Foraging or Purchasing the Ingredients
The area around our mountain lake is covered in both sassafras and wintergreen, but neither of those plants are particularly easy to find elsewhere in our area. The range for both plants is the eastern U.S. But that doesn’t mean that you are out of luck if you want to make homemade root beer syrup, and sassafras and wintergreen don’t grow in your area. They are both available for purchase online.
Sassafras albidum is easy to identify by its aromatic leaves which are unique in that they come in three shapes, usually all on the same tree. You will find a mitten shaped leaf, a 3-lobed leaf (sometimes described as a dinosaur footprint), and a leaf with no lobes.
This deciduous tree can grow as tall as 115 feet, but in the higher elevation where I find it, it’s rare to see a tree over 30 feet tall. Dozens of saplings are usually found growing in the woods at the base of a larger tree and these are what I dig to make homemade root beer syrup.
Only a few saplings are needed – be sure to leave plenty to grow for future years. It can be dug at any time of year, but is strongest in the early spring. Smell the root – if it smells like root beer, you definitely have sassafras.

EXERCISES TO COMPLETE>
A: From the passage on foraging root beer ingredients, list every leaf shape that sassafras leaves come in.
B: Pick up the passage on foraging root beer ingredients after its final sentence and carry it forward.

GIVEN DATA>
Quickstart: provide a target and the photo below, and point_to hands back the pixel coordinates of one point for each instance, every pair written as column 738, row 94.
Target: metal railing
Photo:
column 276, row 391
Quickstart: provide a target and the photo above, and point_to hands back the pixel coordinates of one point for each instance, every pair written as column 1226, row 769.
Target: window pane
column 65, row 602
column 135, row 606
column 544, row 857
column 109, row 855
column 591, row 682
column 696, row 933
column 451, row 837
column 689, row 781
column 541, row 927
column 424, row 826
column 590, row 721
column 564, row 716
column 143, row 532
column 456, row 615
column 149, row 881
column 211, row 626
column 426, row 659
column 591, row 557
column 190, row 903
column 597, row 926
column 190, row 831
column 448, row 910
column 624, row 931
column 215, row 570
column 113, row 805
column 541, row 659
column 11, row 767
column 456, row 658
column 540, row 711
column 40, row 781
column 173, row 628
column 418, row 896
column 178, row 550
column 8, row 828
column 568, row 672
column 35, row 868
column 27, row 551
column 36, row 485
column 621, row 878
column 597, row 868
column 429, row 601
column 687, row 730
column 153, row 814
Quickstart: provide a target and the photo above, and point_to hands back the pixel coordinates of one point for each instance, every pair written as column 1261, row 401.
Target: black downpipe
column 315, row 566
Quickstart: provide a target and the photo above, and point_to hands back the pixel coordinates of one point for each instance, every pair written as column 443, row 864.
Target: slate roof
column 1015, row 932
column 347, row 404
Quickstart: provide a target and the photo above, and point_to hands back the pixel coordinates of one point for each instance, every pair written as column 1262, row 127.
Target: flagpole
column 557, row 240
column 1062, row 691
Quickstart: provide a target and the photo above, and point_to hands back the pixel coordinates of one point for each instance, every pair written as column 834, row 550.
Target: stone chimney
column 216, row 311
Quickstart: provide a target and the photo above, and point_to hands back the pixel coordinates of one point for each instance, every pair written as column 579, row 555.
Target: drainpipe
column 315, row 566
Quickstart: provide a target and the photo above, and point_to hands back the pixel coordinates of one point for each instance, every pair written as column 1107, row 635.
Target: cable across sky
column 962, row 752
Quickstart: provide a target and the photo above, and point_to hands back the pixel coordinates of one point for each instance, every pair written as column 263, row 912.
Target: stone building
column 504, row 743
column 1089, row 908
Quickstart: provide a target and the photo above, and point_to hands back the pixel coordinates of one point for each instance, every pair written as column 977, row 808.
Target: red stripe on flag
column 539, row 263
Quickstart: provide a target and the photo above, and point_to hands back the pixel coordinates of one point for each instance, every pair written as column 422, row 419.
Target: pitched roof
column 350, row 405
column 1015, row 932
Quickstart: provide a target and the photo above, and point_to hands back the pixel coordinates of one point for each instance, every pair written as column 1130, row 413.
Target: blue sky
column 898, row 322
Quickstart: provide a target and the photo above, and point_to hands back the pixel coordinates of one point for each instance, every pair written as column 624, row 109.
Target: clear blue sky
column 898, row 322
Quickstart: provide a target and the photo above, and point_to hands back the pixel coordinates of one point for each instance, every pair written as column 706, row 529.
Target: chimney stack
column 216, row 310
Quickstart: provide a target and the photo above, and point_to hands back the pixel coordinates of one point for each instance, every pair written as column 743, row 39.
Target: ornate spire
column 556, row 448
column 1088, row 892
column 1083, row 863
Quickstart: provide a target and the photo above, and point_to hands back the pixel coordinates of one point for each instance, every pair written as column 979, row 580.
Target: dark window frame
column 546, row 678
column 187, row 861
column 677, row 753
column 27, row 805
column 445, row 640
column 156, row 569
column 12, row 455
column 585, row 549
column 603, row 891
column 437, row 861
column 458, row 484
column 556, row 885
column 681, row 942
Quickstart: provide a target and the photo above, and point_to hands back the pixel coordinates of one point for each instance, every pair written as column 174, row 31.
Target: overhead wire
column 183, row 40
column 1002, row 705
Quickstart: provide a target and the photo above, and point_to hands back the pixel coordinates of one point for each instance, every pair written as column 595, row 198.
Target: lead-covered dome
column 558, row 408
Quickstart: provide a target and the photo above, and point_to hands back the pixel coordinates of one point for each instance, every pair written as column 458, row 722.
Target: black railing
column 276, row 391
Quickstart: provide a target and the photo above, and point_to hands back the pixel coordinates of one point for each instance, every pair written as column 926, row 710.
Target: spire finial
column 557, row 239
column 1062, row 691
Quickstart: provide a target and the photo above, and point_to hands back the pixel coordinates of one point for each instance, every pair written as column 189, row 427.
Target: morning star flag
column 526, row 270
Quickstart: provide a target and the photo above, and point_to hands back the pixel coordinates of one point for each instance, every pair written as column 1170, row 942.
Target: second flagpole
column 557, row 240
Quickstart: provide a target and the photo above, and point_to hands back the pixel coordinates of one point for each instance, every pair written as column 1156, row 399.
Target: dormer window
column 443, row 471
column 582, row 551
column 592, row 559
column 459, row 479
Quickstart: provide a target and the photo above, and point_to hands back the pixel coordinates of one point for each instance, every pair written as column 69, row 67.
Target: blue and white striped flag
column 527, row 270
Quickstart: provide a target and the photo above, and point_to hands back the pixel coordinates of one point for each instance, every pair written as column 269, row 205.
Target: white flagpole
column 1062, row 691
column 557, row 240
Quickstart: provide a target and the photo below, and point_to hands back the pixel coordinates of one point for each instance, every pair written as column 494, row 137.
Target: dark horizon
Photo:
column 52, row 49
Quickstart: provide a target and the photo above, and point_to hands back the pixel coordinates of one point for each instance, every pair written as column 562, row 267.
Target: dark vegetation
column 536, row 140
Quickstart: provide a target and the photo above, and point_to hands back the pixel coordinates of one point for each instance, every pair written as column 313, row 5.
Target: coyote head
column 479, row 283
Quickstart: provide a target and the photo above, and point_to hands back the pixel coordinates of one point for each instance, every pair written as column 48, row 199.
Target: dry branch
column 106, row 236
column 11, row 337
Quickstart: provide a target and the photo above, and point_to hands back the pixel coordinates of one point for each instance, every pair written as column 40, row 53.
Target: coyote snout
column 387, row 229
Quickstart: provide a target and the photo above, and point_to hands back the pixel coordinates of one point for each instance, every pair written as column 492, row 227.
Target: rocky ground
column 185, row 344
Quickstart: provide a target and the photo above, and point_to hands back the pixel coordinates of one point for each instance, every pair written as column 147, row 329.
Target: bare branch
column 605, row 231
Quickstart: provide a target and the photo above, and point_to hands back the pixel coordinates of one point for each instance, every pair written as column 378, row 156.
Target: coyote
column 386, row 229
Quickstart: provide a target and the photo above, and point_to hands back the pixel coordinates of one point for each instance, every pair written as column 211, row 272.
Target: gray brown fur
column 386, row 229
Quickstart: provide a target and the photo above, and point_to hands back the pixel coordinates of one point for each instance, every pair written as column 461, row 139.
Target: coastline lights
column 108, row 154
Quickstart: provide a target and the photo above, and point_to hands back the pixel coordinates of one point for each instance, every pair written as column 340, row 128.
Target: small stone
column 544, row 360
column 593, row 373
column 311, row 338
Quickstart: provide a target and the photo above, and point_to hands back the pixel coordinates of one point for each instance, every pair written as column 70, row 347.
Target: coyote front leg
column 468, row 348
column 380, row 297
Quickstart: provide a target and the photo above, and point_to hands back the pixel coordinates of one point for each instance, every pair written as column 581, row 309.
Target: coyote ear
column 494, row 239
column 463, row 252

ANSWERS TO THE EXERCISES>
A:
- A mitten-shaped leaf
- A 3-lobed leaf (sometimes described as a dinosaur footprint)
- A leaf with no lobes

B:
After digging your root, clean it well with a brush and water, and chop into smaller pieces to use in the recipe. You’ll need a half cup for the root beer syrup.
If you are unable to forage sassafras root, it may also be purchased here.
A word of warning: when I was a young child, commercial root beer was still made with sassafras root. At some point in the ’60s, the FDA banned sassafras for human consumption because it contained safrole which is considered a possible carcinogen. Interestingly enough, safrole is also found in cinnamon, nutmeg, and basil. Do your own research and decide for yourself if you wish to use it. You’ll notice that the sassafras root sold here is labeled “Not for food use.”
Gaultheria procumbens is a low growing, perennial evergreen which can be foraged year round. It prefers mountainous woodlands with dappled sun, but will grow in full sun.
Wintergreen’s elliptical, shiny leaves are about 2″ long. Crush one and breathe in the wonderful minty aroma. It is a sure sign that you have found wintergreen. Also known as teaberry, wintergreen produces a small red berry at the end of summer. Plants grown with more sun generally produce more berries, and its leaves may be red.
It is the leaves that are needed to make this recipe for homemade root beer syrup. Harvest and allow to dry for several days.
If you are unable to forage wintergreen leaves, they may be purchased here.
A word of warning: Wintergreen contains methyl salicylate which is similar to the compound in aspirin. Avoid wintergreen if you are allergic to aspirin.
Making and Using Homemade Root Beer Syrup
The recipe from Traditionally Fermented Foods turned out amazing, and the publisher happily gave me permission to re-print it. My husband wants to put it on ice cream, but I want to save it for fermented soda.
Oh, I know. A root beer float!
Open a bag of dried sassafras root and wintergreen leaf, breath in, and you know immediately where they will take you. A decoction begins the journey, boiling all of the flavor and goodness of the roots and seeds into the liquid.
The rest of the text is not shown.